[Data entries]
##############################
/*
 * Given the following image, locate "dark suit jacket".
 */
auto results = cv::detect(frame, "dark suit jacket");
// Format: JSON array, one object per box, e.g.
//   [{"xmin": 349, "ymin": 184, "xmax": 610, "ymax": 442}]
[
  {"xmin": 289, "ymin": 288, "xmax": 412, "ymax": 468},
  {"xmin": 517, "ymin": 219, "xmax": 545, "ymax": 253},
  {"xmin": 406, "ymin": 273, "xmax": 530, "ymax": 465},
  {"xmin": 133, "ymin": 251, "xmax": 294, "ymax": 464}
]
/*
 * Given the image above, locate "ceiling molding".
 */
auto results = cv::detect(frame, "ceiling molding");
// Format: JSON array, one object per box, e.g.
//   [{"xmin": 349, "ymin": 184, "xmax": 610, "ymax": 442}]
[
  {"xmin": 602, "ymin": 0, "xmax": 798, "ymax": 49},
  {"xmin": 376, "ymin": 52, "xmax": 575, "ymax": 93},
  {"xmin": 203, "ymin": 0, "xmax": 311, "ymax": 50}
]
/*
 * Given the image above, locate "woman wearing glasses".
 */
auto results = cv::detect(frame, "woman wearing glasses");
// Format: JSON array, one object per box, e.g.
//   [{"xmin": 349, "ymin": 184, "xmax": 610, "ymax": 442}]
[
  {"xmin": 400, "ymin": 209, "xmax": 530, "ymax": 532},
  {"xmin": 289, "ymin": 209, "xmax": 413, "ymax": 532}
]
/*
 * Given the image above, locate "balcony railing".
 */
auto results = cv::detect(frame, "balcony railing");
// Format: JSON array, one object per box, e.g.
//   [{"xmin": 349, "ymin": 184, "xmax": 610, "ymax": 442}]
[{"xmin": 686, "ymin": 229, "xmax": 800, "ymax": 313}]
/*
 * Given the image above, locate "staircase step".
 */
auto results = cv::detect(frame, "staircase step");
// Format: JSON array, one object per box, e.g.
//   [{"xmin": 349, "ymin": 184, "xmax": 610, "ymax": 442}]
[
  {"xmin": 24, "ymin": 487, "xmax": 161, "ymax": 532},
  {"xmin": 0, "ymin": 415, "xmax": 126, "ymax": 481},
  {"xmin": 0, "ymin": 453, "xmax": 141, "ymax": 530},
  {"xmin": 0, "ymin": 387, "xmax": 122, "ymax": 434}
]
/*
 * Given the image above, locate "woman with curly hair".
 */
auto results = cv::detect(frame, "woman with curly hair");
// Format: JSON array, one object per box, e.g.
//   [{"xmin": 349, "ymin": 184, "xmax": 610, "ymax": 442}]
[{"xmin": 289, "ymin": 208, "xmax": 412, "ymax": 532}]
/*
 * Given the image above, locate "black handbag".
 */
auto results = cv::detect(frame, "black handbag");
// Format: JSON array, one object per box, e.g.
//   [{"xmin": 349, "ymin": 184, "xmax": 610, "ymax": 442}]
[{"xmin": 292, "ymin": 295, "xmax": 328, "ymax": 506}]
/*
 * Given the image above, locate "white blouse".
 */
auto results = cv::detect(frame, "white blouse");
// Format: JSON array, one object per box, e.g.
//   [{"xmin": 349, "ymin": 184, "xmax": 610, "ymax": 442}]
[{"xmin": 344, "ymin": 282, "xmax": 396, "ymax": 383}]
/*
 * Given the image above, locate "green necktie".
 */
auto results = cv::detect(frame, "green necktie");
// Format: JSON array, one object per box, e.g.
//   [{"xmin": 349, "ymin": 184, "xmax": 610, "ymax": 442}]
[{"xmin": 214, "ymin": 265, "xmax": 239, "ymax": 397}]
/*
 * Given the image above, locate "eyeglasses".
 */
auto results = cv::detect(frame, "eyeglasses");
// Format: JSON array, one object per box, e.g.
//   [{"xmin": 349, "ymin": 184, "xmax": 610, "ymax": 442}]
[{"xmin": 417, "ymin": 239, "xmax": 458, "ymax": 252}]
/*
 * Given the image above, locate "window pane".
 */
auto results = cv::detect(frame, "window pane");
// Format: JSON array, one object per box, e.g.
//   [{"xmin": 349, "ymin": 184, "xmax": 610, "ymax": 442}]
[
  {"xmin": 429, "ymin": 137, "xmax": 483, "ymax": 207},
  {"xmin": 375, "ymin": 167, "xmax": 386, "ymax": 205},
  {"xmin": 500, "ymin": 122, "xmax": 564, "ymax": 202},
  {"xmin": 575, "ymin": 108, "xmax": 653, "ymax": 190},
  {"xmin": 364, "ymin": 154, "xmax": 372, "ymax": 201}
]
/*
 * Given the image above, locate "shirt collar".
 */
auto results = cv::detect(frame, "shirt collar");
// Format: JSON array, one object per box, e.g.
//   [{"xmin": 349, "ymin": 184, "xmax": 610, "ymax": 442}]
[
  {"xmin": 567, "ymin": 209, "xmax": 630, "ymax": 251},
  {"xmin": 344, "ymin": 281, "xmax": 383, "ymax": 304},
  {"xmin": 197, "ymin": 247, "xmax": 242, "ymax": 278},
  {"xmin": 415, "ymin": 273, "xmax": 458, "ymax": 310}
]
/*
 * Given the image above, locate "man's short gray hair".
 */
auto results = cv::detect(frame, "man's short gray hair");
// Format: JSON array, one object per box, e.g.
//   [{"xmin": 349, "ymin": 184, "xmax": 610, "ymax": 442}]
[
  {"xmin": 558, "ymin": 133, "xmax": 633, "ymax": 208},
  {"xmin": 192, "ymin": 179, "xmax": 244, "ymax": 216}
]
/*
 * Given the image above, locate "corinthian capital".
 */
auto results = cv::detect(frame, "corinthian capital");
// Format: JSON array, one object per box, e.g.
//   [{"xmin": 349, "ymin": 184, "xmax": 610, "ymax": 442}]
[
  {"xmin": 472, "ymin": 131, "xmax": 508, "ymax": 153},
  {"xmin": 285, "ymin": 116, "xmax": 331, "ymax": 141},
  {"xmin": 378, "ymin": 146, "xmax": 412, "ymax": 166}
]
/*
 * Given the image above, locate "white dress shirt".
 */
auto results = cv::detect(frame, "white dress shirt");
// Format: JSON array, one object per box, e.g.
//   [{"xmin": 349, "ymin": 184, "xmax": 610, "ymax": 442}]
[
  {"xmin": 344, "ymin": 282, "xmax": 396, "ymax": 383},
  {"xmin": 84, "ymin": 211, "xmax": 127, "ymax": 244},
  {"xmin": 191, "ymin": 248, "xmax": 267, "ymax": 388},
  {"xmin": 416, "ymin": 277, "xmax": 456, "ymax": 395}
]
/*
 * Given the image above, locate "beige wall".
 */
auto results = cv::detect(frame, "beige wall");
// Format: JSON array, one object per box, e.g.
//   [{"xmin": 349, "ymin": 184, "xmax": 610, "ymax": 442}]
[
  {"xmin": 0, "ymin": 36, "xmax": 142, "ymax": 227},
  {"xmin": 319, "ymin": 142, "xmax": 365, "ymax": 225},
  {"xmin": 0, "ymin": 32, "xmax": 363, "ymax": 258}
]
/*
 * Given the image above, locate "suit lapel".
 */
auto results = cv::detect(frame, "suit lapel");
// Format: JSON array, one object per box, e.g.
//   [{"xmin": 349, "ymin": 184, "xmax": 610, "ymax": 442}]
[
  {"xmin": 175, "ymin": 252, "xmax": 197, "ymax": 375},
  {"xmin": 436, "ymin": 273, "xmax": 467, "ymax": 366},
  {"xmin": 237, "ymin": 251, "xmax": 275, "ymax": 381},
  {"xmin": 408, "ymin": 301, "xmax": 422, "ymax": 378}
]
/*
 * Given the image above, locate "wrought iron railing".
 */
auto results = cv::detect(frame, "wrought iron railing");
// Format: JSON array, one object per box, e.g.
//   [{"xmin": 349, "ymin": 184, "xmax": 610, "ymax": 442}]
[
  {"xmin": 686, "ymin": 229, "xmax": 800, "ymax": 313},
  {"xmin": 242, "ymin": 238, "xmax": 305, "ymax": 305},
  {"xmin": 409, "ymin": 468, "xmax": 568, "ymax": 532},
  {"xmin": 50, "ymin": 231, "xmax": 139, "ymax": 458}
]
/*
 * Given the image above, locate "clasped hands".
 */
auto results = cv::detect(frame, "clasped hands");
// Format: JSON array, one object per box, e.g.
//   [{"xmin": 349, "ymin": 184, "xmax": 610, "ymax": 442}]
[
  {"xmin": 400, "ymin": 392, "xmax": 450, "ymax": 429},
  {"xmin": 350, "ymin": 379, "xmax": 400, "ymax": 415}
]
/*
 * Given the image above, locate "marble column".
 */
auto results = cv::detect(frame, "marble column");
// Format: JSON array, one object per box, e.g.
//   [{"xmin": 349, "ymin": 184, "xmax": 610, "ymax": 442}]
##############################
▶ **Given request**
Report every line in the data entries above that has the word "collar" in it, copying each one as it appears.

▶ **Expected answer**
 * Given the image above, locate "shirt collar".
auto results = cv::detect(frame, "shirt collar");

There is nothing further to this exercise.